Given text:
---------------
I've driven mine for business before, 750 miles round trip, quite a few times - but won't do that again. Its more than just the miles that it puts on the rig, its the increased chances that something could go wrong that might damage her. :eeps:

Now when the company wants me to travel, they pay for a rental, or a flight and rental. Only way to do a trip like that. :thumbup:

However! If I had a personal trip out of state where I wanted my own car - then I'd drive her as necessary - if I could live without her, I'd rent, for the reasons mentioned above - Especially for a quick over-the-weekend trip as you're describing - those are hard miles.


----------



## Griffoun (Jan 19, 2006)

2200 miles from Kansas City to Dallas to Houston to San Antonio and back in 9 days. It's a long one for me, but I guarantee someone drives more than that on their Bimmer, especially the X owners!

I would rent a car for a long trip like this if I could find a good deals like the one you mentioned. Yup, it's a car that wants to be driven, but it's also a car that I like


----------



## Patrick (Dec 23, 2001)

All the time, and I wouldn't have it any other way.
---------------
Given material:
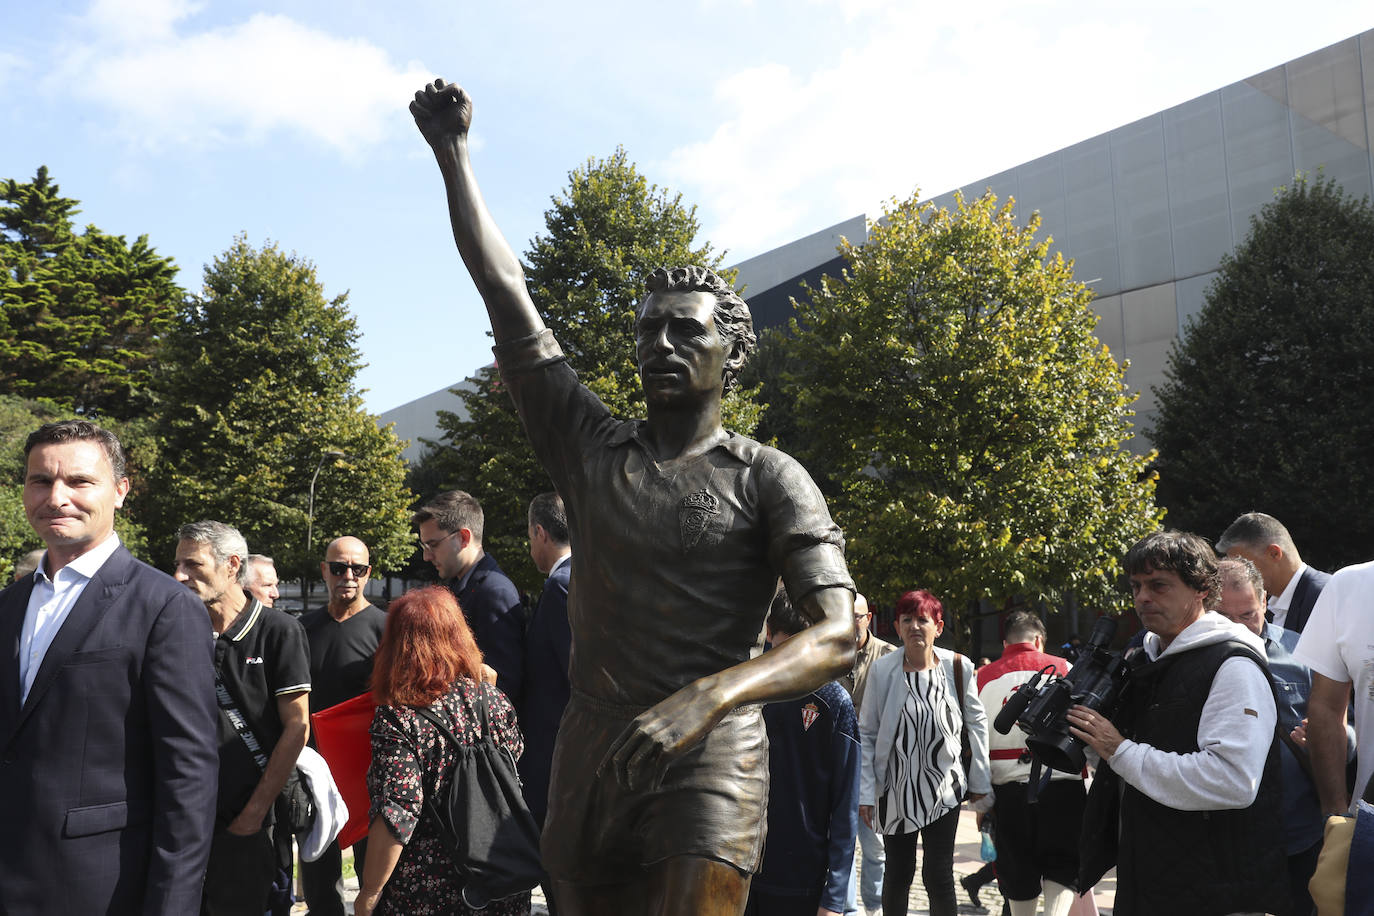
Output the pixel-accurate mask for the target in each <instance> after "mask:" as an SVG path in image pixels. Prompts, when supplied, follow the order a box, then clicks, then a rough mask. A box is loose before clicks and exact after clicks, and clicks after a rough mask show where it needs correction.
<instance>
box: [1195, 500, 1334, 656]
mask: <svg viewBox="0 0 1374 916" xmlns="http://www.w3.org/2000/svg"><path fill="white" fill-rule="evenodd" d="M1216 549H1217V551H1220V552H1223V553H1226V555H1227V556H1237V558H1245V559H1248V560H1250V562H1252V563H1254V569H1257V570H1260V575H1263V577H1264V591H1265V592H1268V595H1270V602H1268V612H1267V614H1265V615H1264V617H1265V619H1268V622H1271V623H1274V625H1275V626H1282V628H1283V629H1286V630H1293V632H1294V633H1301V632H1303V628H1304V626H1307V618H1308V617H1311V614H1312V606H1314V604H1316V596H1318V595H1320V593H1322V589H1323V588H1325V586H1326V584H1327V582H1329V581H1330V578H1331V574H1330V573H1323V571H1322V570H1315V569H1312V567H1311V566H1308V564H1307V563H1304V562H1303V558H1301V556H1300V555H1298V552H1297V547H1296V545H1294V544H1293V536H1290V534H1289V530H1287V529H1286V527H1283V523H1282V522H1279V520H1278V519H1276V518H1274V516H1272V515H1265V514H1264V512H1246V514H1245V515H1242V516H1239V518H1238V519H1235V520H1234V522H1231V525H1230V526H1228V527H1227V529H1226V531H1223V533H1221V537H1220V538H1219V540H1217V542H1216Z"/></svg>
---------------
Directions:
**a.** In the car-trip thread, how many miles did Griffoun's route cover, and over how many days?
**b.** Write the next few sentences of the car-trip thread, picking up after its final post.

Task responses:
**a.** 2200 miles in 9 days.

**b.**
I am currently working on a major road trip plan for next summer. Finland to Crete, in a BMW. With the side trips that I am thinking about, it should be about 4500km and take 5-6 weeks including down time on Crete.

My wife thinks that I am crazy. :bigpimp:


.


----------



## Salvator (Oct 14, 2003)

My wife and I have our BMWs for commuting, but in the past, we have taken her car (the 525iT) on long trips and it was great... Now we have a Lexus GX470 which we use as our long distance vehicle (so as not to rack up unnecessary mileage on the commuter cars...) It does the job, but it is :yawn: I had alot more fun driving the 525iT and can only imagine how much fun it would be to take something like an M5 cross country... :drive:


----------



## synergest1 (Jun 25, 2007)

Patrick said:


> All the time, and I wouldn't have it any other way.
> 
> I am currently working on a major road trip plan for next summer. Finland to Crete, in a BMW. With the side trips that I am thinking about, it should be about 4500km and take 5-6 weeks including down time on Crete.
> 
> ...


Sounds great, would love to see some pics.


----------



## jetter2 (May 28, 2007)

I bought my car in Kansas City, drove it home to Dallas.

Then I drove it to Austin twice, and to Oklahoma City once.

But then again, were talking about a 20 year old car with 200k on her and a M20-hell yes I trust that bulletproof engine!

When I get my next car..we will see.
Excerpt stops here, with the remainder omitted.